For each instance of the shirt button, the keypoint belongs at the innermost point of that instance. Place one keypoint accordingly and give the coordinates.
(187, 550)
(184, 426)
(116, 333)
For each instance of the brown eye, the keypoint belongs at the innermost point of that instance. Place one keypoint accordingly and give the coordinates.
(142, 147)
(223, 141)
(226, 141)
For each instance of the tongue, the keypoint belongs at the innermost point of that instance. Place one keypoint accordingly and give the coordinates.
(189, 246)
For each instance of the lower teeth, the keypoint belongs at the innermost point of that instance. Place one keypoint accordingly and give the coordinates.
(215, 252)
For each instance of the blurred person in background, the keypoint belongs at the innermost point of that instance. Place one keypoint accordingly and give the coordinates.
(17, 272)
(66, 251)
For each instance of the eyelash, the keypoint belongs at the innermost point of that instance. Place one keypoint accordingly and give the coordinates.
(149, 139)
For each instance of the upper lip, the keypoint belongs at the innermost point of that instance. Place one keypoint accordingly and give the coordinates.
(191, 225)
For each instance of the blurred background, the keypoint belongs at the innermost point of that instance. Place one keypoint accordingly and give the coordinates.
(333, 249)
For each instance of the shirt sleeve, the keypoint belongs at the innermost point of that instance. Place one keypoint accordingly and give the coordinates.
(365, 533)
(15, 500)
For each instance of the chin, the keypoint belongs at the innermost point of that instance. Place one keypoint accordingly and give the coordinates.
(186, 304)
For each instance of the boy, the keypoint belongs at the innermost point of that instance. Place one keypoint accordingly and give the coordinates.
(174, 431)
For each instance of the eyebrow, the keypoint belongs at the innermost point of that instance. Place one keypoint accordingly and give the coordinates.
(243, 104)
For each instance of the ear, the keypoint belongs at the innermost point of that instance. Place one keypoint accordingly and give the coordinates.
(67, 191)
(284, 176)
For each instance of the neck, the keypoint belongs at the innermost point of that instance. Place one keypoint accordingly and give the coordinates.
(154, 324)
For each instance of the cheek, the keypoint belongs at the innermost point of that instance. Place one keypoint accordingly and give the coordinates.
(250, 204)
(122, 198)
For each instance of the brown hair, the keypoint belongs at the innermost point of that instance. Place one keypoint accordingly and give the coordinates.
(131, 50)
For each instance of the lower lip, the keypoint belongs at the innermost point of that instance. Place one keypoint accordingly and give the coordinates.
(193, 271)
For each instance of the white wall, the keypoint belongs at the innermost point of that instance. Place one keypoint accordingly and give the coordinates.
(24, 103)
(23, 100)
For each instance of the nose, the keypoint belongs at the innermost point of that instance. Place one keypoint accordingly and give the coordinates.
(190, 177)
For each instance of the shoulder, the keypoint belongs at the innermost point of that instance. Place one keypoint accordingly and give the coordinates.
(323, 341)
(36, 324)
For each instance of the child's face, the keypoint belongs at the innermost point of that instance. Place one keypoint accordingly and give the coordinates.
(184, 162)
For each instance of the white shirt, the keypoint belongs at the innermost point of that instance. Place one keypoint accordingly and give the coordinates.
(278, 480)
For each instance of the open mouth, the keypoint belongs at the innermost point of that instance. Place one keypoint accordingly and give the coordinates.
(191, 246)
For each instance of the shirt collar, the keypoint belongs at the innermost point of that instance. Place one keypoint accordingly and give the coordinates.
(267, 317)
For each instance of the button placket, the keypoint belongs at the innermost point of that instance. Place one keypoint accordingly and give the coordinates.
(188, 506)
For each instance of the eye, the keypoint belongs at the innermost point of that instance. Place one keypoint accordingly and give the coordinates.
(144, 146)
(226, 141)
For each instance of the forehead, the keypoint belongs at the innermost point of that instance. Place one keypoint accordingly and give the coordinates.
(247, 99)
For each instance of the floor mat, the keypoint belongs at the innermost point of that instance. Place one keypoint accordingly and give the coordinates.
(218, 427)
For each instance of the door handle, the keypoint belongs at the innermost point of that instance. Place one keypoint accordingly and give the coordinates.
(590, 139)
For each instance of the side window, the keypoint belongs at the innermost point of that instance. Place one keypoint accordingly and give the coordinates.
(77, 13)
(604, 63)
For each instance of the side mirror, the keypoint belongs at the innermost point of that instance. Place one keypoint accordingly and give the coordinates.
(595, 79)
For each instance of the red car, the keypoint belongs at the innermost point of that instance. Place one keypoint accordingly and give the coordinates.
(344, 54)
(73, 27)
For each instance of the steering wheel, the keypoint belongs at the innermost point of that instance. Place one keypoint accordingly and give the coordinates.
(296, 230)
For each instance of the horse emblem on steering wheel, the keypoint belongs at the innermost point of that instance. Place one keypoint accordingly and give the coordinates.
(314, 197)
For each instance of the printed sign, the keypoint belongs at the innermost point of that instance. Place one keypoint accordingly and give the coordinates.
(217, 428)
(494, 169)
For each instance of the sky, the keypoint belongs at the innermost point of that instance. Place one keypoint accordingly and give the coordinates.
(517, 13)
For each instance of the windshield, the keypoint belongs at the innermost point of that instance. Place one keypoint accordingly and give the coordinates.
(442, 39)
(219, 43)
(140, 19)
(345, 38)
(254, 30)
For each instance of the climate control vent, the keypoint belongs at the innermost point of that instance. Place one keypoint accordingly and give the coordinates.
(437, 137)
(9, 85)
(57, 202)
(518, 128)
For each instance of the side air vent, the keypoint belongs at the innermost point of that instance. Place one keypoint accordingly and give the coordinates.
::::::::
Given request:
Recast all of the rows above as a Markdown table with two columns, Line No. and Text. Give each line its own entry with its number, and omit blank lines.

Answer in full:
| Line No. | Text |
|---|---|
| 1 | For each instance of the shirt button, the keypoint belongs at the innermost point of that instance. Place one keypoint accordingly and give the coordinates. |
| 2 | (187, 550) |
| 3 | (184, 426) |
| 4 | (116, 333) |
| 5 | For each instance of the brown eye, the keypoint belongs at the innermost point of that instance. Place one keypoint accordingly and give the coordinates. |
| 6 | (142, 147) |
| 7 | (223, 141) |
| 8 | (226, 141) |
| 9 | For each instance of the tongue, the keypoint belongs at the innermost point of that instance. Place one keypoint accordingly and give the coordinates. |
| 10 | (189, 246) |
| 11 | For each instance of the lower teeth, the keypoint belongs at the innermost point of that instance. Place one keypoint accordingly and give the coordinates. |
| 12 | (215, 252) |
| 13 | For each instance of the blurred person in background, the keypoint belongs at the innermost point of that instance. Place one keypoint accordingly and give the coordinates. |
| 14 | (17, 272) |
| 15 | (66, 251) |
| 16 | For each instance of the eyelash, the keypoint belongs at the innermost point of that instance. Place one keypoint accordingly and give the coordinates. |
| 17 | (149, 139) |
| 18 | For each instance of the upper lip, the keypoint belongs at the innermost point of that instance. Place one keypoint accordingly and give the coordinates. |
| 19 | (191, 225) |
| 20 | For each instance of the blurred background, the keypoint belongs at the innermost point of that instance. Place one keypoint accordingly and give the coordinates. |
| 21 | (333, 249) |
| 22 | For each instance of the shirt sleeve, the keypoint belongs at the innermost point of that instance. Place one keypoint accordingly and give the coordinates. |
| 23 | (365, 533) |
| 24 | (15, 500) |
| 25 | For each instance of the chin, the keypoint belongs at the innermost point of that instance. Place one keypoint accordingly and give the coordinates. |
| 26 | (186, 304) |
| 27 | For each instance of the boy, the keypoint belongs at the innermost point of that instance. Place one keypoint accordingly and give the coordinates. |
| 28 | (174, 431) |
| 29 | For each instance of the eyebrow, the keypoint belongs at the innermost point of that instance. Place one keypoint accordingly and give the coordinates. |
| 30 | (243, 104) |
| 31 | For each instance of the ear, the keypoint belongs at the innermost point of that instance. Place one keypoint accordingly and give the coordinates. |
| 32 | (67, 191) |
| 33 | (284, 176) |
| 34 | For each instance of the neck, the keypoint belongs at the innermost point of that instance. Place one keypoint accordingly and give the coordinates. |
| 35 | (154, 324) |
| 36 | For each instance of the cheek, the keypoint belongs at the innermost point of that instance. Place one keypoint accordingly and give the coordinates. |
| 37 | (250, 204) |
| 38 | (122, 198) |
| 39 | For each instance of the brown hair, the keypoint belongs at the innermost point of that instance. Place one keypoint accordingly and give the coordinates. |
| 40 | (131, 50) |
| 41 | For each instance of the lower lip, the keypoint belongs at the innermost point of that instance. Place one keypoint accordingly and give the coordinates. |
| 42 | (193, 271) |
| 43 | For each instance of the white wall, the keypoint belongs at the innermost point of that instance. Place one keypoint accordingly and give the coordinates. |
| 44 | (24, 103) |
| 45 | (23, 100) |
| 46 | For each instance of the nose, the keypoint belongs at the innermost point of that instance. Place one keypoint accordingly and give the coordinates. |
| 47 | (190, 177) |
| 48 | For each instance of the shoulder, the keypoint belongs at the innermost point of that instance. Place one keypoint accordingly and give the coordinates. |
| 49 | (323, 341) |
| 50 | (36, 324) |
| 51 | For each instance of the child's face, the keypoint belongs at the innermost point of that instance. Place one keypoint accordingly and give the coordinates. |
| 52 | (184, 162) |
| 53 | For each instance of the white shirt, the keypoint belongs at the innermost point of that instance. Place one keypoint accordingly and give the coordinates. |
| 54 | (278, 480) |
| 55 | For each instance of the open mouth, the keypoint belongs at the innermost point of that instance. Place one keypoint accordingly and give the coordinates. |
| 56 | (191, 246) |
| 57 | For each instance of the shirt collar, the keypoint belongs at the innermost point of that instance. Place one keypoint accordingly and give the coordinates. |
| 58 | (267, 317) |
| 59 | For each instance of the button placket, the keypoint belongs at the innermost point of that instance. Place one keypoint accordingly and give the coordinates. |
| 60 | (188, 506) |
| 61 | For each instance of the eye, the keypoint belongs at the innermost point of that instance. Place one keypoint accordingly and give the coordinates. |
| 62 | (144, 146) |
| 63 | (226, 141) |
| 64 | For each instance of the forehead, the keypoint belongs at the innermost point of that instance. Place one keypoint accordingly and give the coordinates. |
| 65 | (247, 99) |
| 66 | For each instance of the floor mat, the keypoint belongs at the innermost point of that instance. Place one keypoint accordingly and give the coordinates. |
| 67 | (218, 427) |
| 68 | For each instance of the door handle, the keypoint belongs at the innermost point of that instance. Place one keypoint accordingly and give the coordinates. |
| 69 | (590, 139) |
| 70 | For each instance of the side window, the keypoint belongs at the innermost point of that instance. Place one keypoint accordingly and give the coordinates. |
| 71 | (77, 13) |
| 72 | (604, 63) |
| 73 | For each instance of the side mirror, the keypoint belongs at the innermost point of that instance. Place one keypoint accordingly and give the coordinates. |
| 74 | (595, 79) |
| 75 | For each instance of the red car, the keypoint belongs at the innermost point of that instance. Place one keypoint accordingly and give the coordinates. |
| 76 | (344, 54) |
| 77 | (73, 27) |
| 78 | For each instance of the steering wheel, the keypoint belongs at the innermost point of that instance. Place one keypoint accordingly and give the coordinates. |
| 79 | (296, 230) |
| 80 | For each instance of the horse emblem on steering wheel, the keypoint belongs at the innermost point of that instance. Place one keypoint accordingly and give the coordinates. |
| 81 | (314, 197) |
| 82 | For each instance of the printed sign, the keypoint belongs at the innermost point of that instance. Place one keypoint accordingly and give the coordinates. |
| 83 | (217, 428) |
| 84 | (494, 169) |
| 85 | For each instance of the sky, the keypoint belongs at the innermost point of that instance. Place one keypoint accordingly and give the coordinates. |
| 86 | (517, 13) |
| 87 | For each instance of the windshield, the keypoint belongs at the innermost point of that instance. Place one keypoint accordingly and give the coordinates. |
| 88 | (442, 39) |
| 89 | (219, 43) |
| 90 | (140, 19) |
| 91 | (345, 38) |
| 92 | (254, 30) |
| 93 | For each instance of the climate control vent, the keypoint belongs at the innermost point of that instance. Place one keypoint accordingly and give the coordinates. |
| 94 | (437, 137) |
| 95 | (9, 85) |
| 96 | (57, 202) |
| 97 | (518, 128) |
| 98 | For each instance of the side air vent, the keypoint belongs at the innermost point of that instance. Place one keypoint accordingly and give the coordinates. |